-- Records to process follows --

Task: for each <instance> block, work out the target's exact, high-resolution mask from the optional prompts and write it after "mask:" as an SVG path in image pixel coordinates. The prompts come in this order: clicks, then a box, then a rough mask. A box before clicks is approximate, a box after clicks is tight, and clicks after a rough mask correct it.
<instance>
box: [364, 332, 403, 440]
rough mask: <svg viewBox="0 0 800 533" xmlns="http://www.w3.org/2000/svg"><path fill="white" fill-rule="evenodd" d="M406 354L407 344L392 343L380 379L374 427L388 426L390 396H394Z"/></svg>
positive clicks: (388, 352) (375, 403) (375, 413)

-- Records to process concluded --
-- Records to process follows --

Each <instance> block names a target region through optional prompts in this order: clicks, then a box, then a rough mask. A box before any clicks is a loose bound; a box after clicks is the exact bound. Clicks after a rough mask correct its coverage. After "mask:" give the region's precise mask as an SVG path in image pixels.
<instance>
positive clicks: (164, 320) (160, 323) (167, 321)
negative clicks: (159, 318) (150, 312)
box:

-- Records to process concluded --

» **What you should do**
In the entries above, restate word for word the lines between the one holding "Task: for each" and the one holding "positive clicks: (388, 352)", inclusive, and nothing besides.

» **Your solution**
Task: for each <instance> block, work out the target's exact, high-resolution mask from the optional prompts and write it after "mask:" as an SVG path in image pixel coordinates. The prompts come in this order: clicks, then a box, then a rough mask. A box before clicks is approximate, a box after clicks is tight, and clicks after a rough mask correct it.
<instance>
box: [364, 332, 403, 440]
rough mask: <svg viewBox="0 0 800 533" xmlns="http://www.w3.org/2000/svg"><path fill="white" fill-rule="evenodd" d="M406 354L407 344L392 343L380 379L374 427L388 426L390 396H394Z"/></svg>
positive clicks: (388, 352) (375, 403) (375, 413)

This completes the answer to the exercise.